Provided passage >>
::::::::::

When it comes to travel destinations, Turkey may quite possibly be the most appealing juncture of the Eastern and Western worlds. It's true; with worldly marvels like the Hagia Sophia, ancient ruins like Termessos and Perge, and bucket-list landscapes like those experienced at Pamukkale and Cappadocia, there is little doubt that this is a country that sells itself.
For thousands of years a crossroads between cultures and a coveted frontier for vast empires, Turkey's many influences (from Rome to Greece to Anatolia and the Ottoman empire) provide a range of cultural experience that are hard to match anywhere else in the world. Add to this the monuments of its Muslim heritage and a boundless adventure environment and it's pretty obvious why Turkey is always among the ten most visited countries in the world.
There's no city that better exemplifies this than Istanbul. Shedding its status as capital once the country gained independence in 1923, Instanbul has since turned its sphere of influence toward the world stage as the symbol for all things Turkey, with travelers arriving in droves to take in the unique performances of the whirling dervishes and traditional relaxation of thehamams, the elegant mosques and consumerist enclaves, and a general sense of urban liveliness on the same scale as a London or New York.
Then again, just as New York City is hardly representative of the United States (or New York State, for that matter), Istanbul is hardly all there is worth experiencing in Turkey. The capital, Ankara, has grown in the last century into city nearly five million strong, boosted by the presence of the central government and an influx of large universities. Anıtkabir, the tomb of the most widely revered figure in Turkish history and the country's founder, Mustafa Kemal Atatürk is the biggest draw here. Although most travelers tend to skip over this destination, the history of its old city and its place along the way from Istanbul to Cappadocia make it a likely short-term stop.
If you continue to follow the line of tour buses south you'll eventually reach the Meditteranean Sea, where the colloquially termed "Turkish Riviera" greets its visitors with a dizzying number of beach resorts, incredible Lycian ruins, and a topography that begs you to see the world from a mountain-top or splash in a picturesque waterfall... or canyon... or the sea. The main hub in the region is Antalya, although a true estimation of authentic Turkish culture, adventure, and beauty may be best encountered via uber-lengthy local footpaths like the Lycian Way and the St. Paul Trail.

::::::::::

Records shown >>
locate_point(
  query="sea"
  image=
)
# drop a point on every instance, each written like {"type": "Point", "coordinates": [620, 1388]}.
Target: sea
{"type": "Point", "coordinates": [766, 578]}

::::::::::

Task 1 >> Can you reproduce, word for word, the stretch of the passage on Turkey from "When it comes" through "countries in the world."?
Task 2 >> According to the passage on Turkey, which city is the main hub of the "Turkish Riviera" region?
The data come from a separate source and are unrelated to the passage on Turkey.

Full response 1 >>
When it comes to travel destinations, Turkey may quite possibly be the most appealing juncture of the Eastern and Western worlds. It's true; with worldly marvels like the Hagia Sophia, ancient ruins like Termessos and Perge, and bucket-list landscapes like those experienced at Pamukkale and Cappadocia, there is little doubt that this is a country that sells itself.
For thousands of years a crossroads between cultures and a coveted frontier for vast empires, Turkey's many influences (from Rome to Greece to Anatolia and the Ottoman empire) provide a range of cultural experience that are hard to match anywhere else in the world. Add to this the monuments of its Muslim heritage and a boundless adventure environment and it's pretty obvious why Turkey is always among the ten most visited countries in the world.

Full response 2 >> Antalya